- Task to complete
Tell how many lines in the data contain the word "lamp", and leave out everything else.

/---

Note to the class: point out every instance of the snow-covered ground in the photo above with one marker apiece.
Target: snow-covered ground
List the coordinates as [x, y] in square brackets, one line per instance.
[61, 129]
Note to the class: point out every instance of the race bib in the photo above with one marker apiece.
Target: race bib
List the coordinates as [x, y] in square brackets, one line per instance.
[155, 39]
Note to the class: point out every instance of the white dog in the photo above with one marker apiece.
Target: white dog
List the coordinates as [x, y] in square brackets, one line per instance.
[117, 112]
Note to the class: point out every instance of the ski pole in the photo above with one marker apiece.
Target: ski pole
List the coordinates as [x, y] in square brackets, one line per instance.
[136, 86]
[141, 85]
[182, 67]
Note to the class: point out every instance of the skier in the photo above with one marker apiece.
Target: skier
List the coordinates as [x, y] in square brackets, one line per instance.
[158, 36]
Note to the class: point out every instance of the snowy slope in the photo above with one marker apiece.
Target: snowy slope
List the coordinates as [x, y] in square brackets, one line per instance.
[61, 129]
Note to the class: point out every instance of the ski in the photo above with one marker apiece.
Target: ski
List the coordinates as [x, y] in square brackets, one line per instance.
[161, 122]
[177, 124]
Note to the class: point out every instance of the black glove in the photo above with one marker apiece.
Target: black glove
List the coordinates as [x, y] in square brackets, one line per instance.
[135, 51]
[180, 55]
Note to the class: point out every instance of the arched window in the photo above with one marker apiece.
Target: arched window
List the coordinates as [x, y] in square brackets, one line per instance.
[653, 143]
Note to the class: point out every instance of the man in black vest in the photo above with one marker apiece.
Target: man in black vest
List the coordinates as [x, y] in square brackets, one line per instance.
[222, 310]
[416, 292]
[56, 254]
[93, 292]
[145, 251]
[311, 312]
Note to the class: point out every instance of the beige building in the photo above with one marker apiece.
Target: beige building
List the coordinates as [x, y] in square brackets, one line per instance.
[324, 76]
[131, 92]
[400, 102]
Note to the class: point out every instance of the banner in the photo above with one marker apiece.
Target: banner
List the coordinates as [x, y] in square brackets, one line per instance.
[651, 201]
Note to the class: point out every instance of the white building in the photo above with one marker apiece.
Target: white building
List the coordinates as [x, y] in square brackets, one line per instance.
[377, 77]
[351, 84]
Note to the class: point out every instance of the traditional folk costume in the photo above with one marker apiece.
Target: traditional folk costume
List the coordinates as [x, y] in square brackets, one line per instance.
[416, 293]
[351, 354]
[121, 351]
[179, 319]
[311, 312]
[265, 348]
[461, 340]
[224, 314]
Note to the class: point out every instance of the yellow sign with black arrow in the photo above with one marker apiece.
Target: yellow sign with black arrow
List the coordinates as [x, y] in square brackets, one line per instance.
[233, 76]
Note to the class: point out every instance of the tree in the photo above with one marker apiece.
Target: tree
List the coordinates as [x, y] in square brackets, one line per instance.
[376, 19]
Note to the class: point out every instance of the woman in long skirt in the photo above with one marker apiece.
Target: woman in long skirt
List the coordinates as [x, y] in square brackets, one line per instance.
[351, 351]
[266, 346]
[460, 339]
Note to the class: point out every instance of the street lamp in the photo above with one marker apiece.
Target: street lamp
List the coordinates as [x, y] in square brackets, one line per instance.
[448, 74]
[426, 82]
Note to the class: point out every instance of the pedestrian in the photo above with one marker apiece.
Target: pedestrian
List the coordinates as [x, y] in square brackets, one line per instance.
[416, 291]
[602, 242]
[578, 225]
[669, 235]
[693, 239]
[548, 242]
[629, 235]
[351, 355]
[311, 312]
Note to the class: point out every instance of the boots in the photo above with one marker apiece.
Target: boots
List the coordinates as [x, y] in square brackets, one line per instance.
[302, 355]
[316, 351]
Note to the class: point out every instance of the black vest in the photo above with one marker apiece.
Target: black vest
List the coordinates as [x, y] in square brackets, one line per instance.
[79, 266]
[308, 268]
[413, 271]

\---

- Solved exercise
2